Rename every "person" in the entries below to "pedestrian" and give them again with nothing else altered.

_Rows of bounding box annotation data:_
•••••
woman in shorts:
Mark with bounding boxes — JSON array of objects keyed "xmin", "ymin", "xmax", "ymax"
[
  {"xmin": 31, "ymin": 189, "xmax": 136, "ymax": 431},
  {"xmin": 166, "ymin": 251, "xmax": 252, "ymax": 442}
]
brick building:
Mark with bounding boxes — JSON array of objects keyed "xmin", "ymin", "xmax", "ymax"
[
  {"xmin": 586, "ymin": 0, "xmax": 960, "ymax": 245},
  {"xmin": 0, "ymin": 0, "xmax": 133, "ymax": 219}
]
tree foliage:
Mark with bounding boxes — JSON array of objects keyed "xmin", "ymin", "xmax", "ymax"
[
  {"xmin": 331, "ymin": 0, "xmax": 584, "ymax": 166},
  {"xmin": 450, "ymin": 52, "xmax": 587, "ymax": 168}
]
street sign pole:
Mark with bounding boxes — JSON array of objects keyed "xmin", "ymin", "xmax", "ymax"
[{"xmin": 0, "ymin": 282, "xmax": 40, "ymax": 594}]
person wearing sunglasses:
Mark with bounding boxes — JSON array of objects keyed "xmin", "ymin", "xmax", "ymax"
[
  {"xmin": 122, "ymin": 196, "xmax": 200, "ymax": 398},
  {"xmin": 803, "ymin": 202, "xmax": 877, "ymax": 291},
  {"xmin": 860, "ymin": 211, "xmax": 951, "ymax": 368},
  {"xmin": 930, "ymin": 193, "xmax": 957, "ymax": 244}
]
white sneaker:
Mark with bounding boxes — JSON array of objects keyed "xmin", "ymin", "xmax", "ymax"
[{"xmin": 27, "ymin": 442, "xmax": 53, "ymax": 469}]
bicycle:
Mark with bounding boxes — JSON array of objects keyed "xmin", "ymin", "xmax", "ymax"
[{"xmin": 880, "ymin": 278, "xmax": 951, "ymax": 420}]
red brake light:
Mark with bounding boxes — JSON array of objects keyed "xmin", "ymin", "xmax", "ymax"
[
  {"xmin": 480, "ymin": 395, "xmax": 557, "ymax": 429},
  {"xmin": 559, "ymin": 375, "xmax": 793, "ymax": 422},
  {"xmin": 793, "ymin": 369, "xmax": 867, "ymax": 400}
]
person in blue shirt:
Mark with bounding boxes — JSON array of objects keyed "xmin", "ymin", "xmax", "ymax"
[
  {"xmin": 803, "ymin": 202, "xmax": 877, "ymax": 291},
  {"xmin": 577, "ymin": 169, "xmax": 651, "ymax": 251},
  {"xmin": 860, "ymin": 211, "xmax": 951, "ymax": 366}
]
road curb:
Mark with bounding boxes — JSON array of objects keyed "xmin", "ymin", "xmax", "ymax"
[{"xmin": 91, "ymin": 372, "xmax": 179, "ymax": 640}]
•••••
_THE OUTPUT:_
woman in shorts:
Mark with bounding boxes — JSON array of objects keyed "xmin", "ymin", "xmax", "ymax"
[
  {"xmin": 31, "ymin": 189, "xmax": 136, "ymax": 431},
  {"xmin": 166, "ymin": 251, "xmax": 252, "ymax": 442}
]
brick building:
Mark with bounding boxes — JSON array of objects keyed "xmin", "ymin", "xmax", "ymax"
[
  {"xmin": 586, "ymin": 0, "xmax": 960, "ymax": 245},
  {"xmin": 0, "ymin": 0, "xmax": 133, "ymax": 219}
]
tree foliage:
Mark with bounding boxes — JSON array of objects keyed "xmin", "ymin", "xmax", "ymax"
[
  {"xmin": 331, "ymin": 0, "xmax": 584, "ymax": 166},
  {"xmin": 450, "ymin": 52, "xmax": 587, "ymax": 168}
]
street sign pole:
Mark with bounding boxes — JSON array of objects keyed "xmin", "ymin", "xmax", "ymax"
[{"xmin": 0, "ymin": 282, "xmax": 40, "ymax": 594}]
pedestrian wearing sunglasses:
Mark with bounding boxes — JSON array of objects keyed "xmin", "ymin", "xmax", "ymax"
[
  {"xmin": 122, "ymin": 196, "xmax": 200, "ymax": 398},
  {"xmin": 803, "ymin": 202, "xmax": 877, "ymax": 291},
  {"xmin": 860, "ymin": 211, "xmax": 951, "ymax": 368},
  {"xmin": 930, "ymin": 193, "xmax": 957, "ymax": 244}
]
white sneaker:
Mark with bounding boxes — JSON array of objects keyed "xmin", "ymin", "xmax", "ymax"
[{"xmin": 27, "ymin": 442, "xmax": 53, "ymax": 469}]
bicycle:
Mark with bounding boxes — JSON array of objects keyed "xmin", "ymin", "xmax", "ymax"
[{"xmin": 880, "ymin": 278, "xmax": 951, "ymax": 420}]
red brake light:
Mark with bounding boxes — JSON array of objects keyed "xmin", "ymin", "xmax", "ymax"
[
  {"xmin": 480, "ymin": 395, "xmax": 557, "ymax": 429},
  {"xmin": 559, "ymin": 375, "xmax": 793, "ymax": 422},
  {"xmin": 793, "ymin": 369, "xmax": 867, "ymax": 400}
]
pedestrian in blue shirt:
Mark with bounding boxes — JSON array of objects keyed "xmin", "ymin", "xmax", "ymax"
[
  {"xmin": 803, "ymin": 202, "xmax": 877, "ymax": 291},
  {"xmin": 577, "ymin": 169, "xmax": 651, "ymax": 251},
  {"xmin": 860, "ymin": 211, "xmax": 951, "ymax": 366}
]
road curb:
Mark with bounding boxes — JSON array of objects keyed "xmin", "ymin", "xmax", "ymax"
[{"xmin": 91, "ymin": 372, "xmax": 179, "ymax": 640}]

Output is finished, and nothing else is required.